(TEXT SECTION):
"""

Key words: fluid bed, granulation, dissolution efficiency, nimodipine, spironolactone
Over the last decade, there has been an increase in drugs with high lipophilicity and poor water-solubility. These physicochemical characteristics lead to problematic biopharmaceutical properties, such as slow or incomplete absorption, which may impair bioavailability. A drug must dissolve in physiological intestinal fluids and be adequately absorbed in order to result in successful clinical treatment (Murali Mohan Babu et al. 2002; Stegeman et al. 2007). Several attempts have been made to enhance dissolution profiles and, therefore, the absorption and bioavailability of water-insoluble drugs. The use of water-soluble salts and polymorphic forms, as well as the formation of water-soluble molecular complexes, drug micronization, solid dispersions, co-precipitation, microencapsulation, spray-drying and co-grinding of drugs with commonly used excipients are some of the formulation tools that have been observed to enhance the dissolution characteristics of water-insoluble drugs (Leuner and Dressman 2000; Vogt et al. 2008a; Vogt et al. 2008b; Fahmy and Kassem 2008).
The granulation process is a pharmaceutical operation that obtains large granules from fine powders with the aim of improving flowability, appearance, mixing properties and the physical and chemical properties of these powders. In tablet manufacturing, a continuous production line, including several operations like granulation, drying and coating, can be executed in fluid bed equipment (Tardos et al. 1997; Iveson et al. 2001; Vervaet and Remon 2005).

"""

(QUESTIONS ON THE MATERIAL):
**a.** Decide whether each statement agrees with the text on poorly water-soluble drugs and granulation. Answer yes or no for each, and quote the words of the text that decide it.
(i) Poor water-solubility can lead to reduced bioavailability.
(ii) Granulation turns large granules into fine powders.
(iii) Granulation, drying and coating can all be carried out in fluid bed equipment.
**b.** Write a continuation of the text on poorly water-soluble drugs and granulation, starting after its final sentence.

(ENTRIES PROVIDED):
"""

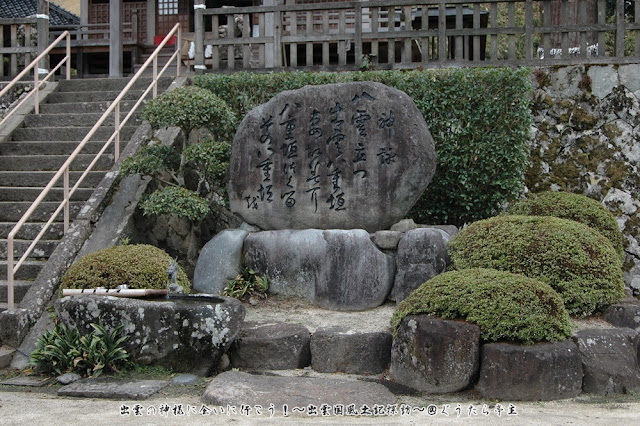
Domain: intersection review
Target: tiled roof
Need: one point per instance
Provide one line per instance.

"""
"""

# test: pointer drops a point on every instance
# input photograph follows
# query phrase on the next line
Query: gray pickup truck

"""

(RESPONSES BY ITEM NUMBER):
**a.**
(i) Yes: "slow or incomplete absorption, which may impair bioavailability"
(ii) No: "obtains large granules from fine powders"
(iii) Yes: "including several operations like granulation, drying and coating, can be executed in fluid bed equipment"

**b.**
The fluid bed granulation process consists of spraying a binder solution, dispersion or suspension onto a physical mixture, where particles are suspended by air flow. These particles are wet by the binder solution, and liquid bridges are formed when they collide, leading to the acquisition of granules. Certain conditions, such as the spray rate and concentration of the binder solution, primary particle size, manufacturing processes, fluidizing air velocity and formulation can affect the granule microstructure and bed moisture level, leading to a lower rate of granule breakage (Bouffard et al. 2005; Ansari and Stepanek 2008).
However, despite the recognized utility of the fluid bed for improving the dissolution of poorly water-soluble drugs, there are no studies in which the drugs nimodipine and spironolactone have been processed using this technology for the production of granules and subsequent compression. It is important to emphasize that nimodipine and spironolactone are classified as class II and class II or IV, respectively, according to the Biopharmaceutics Classification System (Lindenberg et al. 2004; Papageorgiou et al. 2006).
The purpose of this study was to investigate the feasibility of using the fluid bed technique to produce granules of these poorly water-soluble drugs, with improved dissolution rates. Dissolution efficiencies of the tablets produced from the fluid bed granules were compared to those obtained from the physical mixtures of the ingredients. Moreover, the role of sodium dodecyl sulfate and croscarmellose sodium in enhancing drug dissolution was evaluated.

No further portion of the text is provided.